──────── Exercise inputs

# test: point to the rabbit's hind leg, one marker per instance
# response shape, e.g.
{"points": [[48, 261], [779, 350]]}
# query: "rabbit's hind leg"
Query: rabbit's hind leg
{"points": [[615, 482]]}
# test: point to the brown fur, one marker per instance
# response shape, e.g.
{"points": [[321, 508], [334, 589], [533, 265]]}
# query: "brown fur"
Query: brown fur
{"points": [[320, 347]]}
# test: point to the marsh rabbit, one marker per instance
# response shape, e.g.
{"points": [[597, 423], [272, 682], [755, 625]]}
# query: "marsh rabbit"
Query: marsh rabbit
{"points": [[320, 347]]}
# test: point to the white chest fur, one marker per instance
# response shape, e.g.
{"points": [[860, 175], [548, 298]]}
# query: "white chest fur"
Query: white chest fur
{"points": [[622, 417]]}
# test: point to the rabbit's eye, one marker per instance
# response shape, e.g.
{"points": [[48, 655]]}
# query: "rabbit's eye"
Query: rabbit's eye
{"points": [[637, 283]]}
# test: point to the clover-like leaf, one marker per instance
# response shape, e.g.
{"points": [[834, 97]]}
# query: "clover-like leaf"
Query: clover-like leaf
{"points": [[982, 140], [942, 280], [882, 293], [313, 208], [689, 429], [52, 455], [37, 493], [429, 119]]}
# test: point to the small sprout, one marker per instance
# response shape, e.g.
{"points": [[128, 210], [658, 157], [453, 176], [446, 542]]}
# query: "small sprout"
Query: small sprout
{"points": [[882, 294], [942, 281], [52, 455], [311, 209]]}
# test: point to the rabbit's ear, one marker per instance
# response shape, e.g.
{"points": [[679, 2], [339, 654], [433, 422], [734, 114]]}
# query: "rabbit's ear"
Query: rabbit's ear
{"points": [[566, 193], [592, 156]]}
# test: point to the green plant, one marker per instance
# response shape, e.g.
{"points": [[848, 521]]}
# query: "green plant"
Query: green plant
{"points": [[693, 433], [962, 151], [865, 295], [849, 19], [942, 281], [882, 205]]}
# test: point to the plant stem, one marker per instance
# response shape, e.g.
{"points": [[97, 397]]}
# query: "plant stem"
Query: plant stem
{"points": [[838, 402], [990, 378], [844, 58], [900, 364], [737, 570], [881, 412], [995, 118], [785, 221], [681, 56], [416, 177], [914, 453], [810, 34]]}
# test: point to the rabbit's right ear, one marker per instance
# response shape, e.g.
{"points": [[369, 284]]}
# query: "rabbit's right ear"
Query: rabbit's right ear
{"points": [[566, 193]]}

────────────────
──────── Exercise inputs

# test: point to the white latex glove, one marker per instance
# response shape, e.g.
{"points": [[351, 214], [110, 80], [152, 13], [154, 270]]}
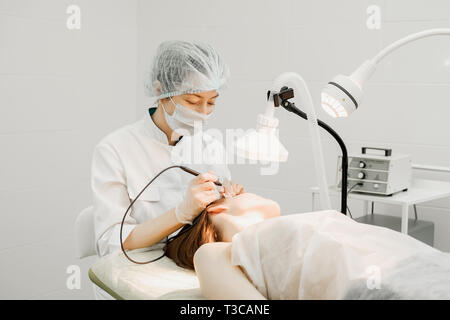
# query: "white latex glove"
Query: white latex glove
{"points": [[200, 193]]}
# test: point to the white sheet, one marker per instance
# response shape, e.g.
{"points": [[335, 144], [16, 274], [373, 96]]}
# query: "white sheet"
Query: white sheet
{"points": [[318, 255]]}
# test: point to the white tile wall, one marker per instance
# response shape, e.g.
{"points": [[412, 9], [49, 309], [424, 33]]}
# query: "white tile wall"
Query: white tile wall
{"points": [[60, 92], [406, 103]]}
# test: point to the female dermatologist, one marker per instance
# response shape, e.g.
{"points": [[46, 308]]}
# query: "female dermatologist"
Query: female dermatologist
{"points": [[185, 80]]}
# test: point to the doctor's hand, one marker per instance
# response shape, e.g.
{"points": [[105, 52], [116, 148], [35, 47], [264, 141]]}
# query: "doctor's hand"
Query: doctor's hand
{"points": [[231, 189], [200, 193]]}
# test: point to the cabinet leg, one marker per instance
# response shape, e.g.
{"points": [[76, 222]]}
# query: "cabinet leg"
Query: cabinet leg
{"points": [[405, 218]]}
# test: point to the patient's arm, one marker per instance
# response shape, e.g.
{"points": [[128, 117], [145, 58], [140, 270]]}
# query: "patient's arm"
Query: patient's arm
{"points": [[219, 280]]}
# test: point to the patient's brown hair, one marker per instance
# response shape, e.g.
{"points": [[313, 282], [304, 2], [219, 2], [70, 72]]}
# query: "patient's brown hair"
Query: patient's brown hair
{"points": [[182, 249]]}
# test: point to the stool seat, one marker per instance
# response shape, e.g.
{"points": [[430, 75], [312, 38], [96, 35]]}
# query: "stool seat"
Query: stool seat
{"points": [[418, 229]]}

────────────────
──────── Exercise inputs

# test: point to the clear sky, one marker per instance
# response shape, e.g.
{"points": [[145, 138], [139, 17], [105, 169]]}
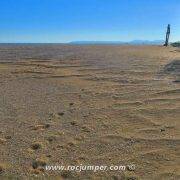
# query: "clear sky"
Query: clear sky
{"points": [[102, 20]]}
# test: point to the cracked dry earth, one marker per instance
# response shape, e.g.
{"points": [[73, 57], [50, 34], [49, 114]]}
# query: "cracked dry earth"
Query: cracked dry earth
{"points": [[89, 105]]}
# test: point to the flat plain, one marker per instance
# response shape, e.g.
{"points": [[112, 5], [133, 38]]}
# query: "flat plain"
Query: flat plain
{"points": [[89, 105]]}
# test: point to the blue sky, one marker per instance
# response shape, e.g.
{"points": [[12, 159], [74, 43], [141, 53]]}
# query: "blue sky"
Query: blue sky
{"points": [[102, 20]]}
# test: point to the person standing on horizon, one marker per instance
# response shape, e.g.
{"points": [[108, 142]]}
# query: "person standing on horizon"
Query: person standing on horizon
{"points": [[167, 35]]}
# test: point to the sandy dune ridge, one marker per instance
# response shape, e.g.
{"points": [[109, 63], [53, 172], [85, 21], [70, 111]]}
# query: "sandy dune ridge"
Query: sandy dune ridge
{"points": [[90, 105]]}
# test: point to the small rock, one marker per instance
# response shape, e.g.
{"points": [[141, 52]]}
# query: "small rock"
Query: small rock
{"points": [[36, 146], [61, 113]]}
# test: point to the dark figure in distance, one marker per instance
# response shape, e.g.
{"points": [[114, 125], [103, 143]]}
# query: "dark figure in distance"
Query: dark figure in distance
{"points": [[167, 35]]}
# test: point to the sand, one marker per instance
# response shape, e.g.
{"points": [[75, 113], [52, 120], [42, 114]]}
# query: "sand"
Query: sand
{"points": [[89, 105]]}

────────────────

» **Task item**
In the listing above, locate the line with "# test: point to the rabbit's hind" and the line with "# test: point to the marsh", then extract exactly those lines and every line between them, and nothing more.

» **Solution to this problem**
# test: point to the rabbit's hind leg, one marker per instance
# response shape, e.g.
{"points": [[48, 261], [779, 350]]}
# query: "rabbit's hind leg"
Query: rabbit's hind leg
{"points": [[615, 482]]}
# test: point to the brown fur, one marker per instance
# response shape, e.g.
{"points": [[321, 508], [334, 589], [533, 265]]}
# query: "brown fur"
Query: brown fur
{"points": [[320, 347]]}
# test: point to the marsh rabbit, one marker per instance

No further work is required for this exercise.